**TEXTE FOURNI:**
————

L'exposition variétale habituellement tenue fin juin sur le site d'Etoile a dû être annulée cette année en raison des restrictions de rassemblement maintenues jusqu'à maintenant. Le PDF complet des suivis variétaux peut être consulté sur le site internet de la Sefra (www.pep.chambagri.fr). Un service complémentaire via un groupe facebook Sefra a également été mis en place ce printemps pour les producteurs cotisant à l'expérimentation via l'AOP abricot pêche, l'Afrel, SFS ou Fruit Plus et leur propose ainsi des vidéos au verger sur les nouvelles variétés.
Un lien vers une enquête en ligne a été transmis début mai à de nombreux arboriculteurs via leurs OP et conseillers chambres afin d'évaluer les demandes récentes des producteurs concernant l'expérimentation nécessaire à la Sefra sur la cerise. Un maximum de réponses est primordial afin d'orienter au mieux les prochains projets de recherche.

Conditions météorologiques

L'hiver 2019-2020 s'est avéré assez doux. Cependant, les besoins en froid ont été satisfaisants sur une grande majorité des variétés. L'époque de floraison a été plutôt classique cette année, s'étalant de fin mars à mi-avril. Il n'y a presque pas eu d'épisodes pluvieux sur cette période mais tout de même du gel le 25 mars. Ce jour-là, les températures sont descendues jusqu'à -1,5 °C mais sont vite remontées, ne causant pas de dégâts à la Sefra.
Les températures presque estivales du mois d'avril ont ensuite accéléré la maturation des fruits, faisant de 2020 une année précoce avec 10 jours d'avance. Particularité peut-être due au climat, l'avance est plus importante sur certaines variétés que d'autres. Ainsi, des variétés semi-tardives telles que Kordia ont été ramassées presque en même temps que des variétés de saison comme Summit.

————

**DONNÉES EXTRAITES:**
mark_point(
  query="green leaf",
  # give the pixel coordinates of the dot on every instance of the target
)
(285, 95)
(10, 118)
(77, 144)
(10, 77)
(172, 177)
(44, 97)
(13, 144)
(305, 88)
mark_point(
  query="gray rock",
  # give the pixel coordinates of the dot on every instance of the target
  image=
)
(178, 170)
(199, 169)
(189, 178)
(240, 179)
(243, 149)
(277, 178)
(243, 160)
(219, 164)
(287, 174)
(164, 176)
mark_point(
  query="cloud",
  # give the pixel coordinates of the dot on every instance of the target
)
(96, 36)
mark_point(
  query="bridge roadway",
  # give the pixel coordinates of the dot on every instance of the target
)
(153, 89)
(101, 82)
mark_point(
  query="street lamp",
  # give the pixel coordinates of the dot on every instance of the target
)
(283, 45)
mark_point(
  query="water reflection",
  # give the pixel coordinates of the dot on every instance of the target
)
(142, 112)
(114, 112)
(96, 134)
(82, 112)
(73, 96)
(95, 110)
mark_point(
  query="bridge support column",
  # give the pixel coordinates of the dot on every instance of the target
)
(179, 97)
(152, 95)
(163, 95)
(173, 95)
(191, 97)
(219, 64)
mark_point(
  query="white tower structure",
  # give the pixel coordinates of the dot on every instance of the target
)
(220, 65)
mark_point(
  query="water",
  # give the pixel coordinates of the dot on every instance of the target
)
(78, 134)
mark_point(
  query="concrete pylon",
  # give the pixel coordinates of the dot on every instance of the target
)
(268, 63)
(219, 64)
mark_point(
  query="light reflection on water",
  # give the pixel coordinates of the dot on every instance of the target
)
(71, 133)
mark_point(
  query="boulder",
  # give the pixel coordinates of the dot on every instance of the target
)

————

**EXERCICES PROPOSÉS:**
**1)** Extrayez tel quel du texte fourni le passage qui s'ouvre sur les mots contenant « L'hiver 2019-2020 s'est » et se termine par « à la Sefra. ».
**2)** Extrayez chaque ligne des entrées où figure la chaîne « bridge », en tenant compte de la casse.

**RÉSULTATS ATTENDUS:**
**1)**
L'hiver 2019-2020 s'est avéré assez doux. Cependant, les besoins en froid ont été satisfaisants sur une grande majorité des variétés. L'époque de floraison a été plutôt classique cette année, s'étalant de fin mars à mi-avril. Il n'y a presque pas eu d'épisodes pluvieux sur cette période mais tout de même du gel le 25 mars. Ce jour-là, les températures sont descendues jusqu'à -1,5 °C mais sont vite remontées, ne causant pas de dégâts à la Sefra.

**2)**
  query="bridge roadway",
  query="bridge support column",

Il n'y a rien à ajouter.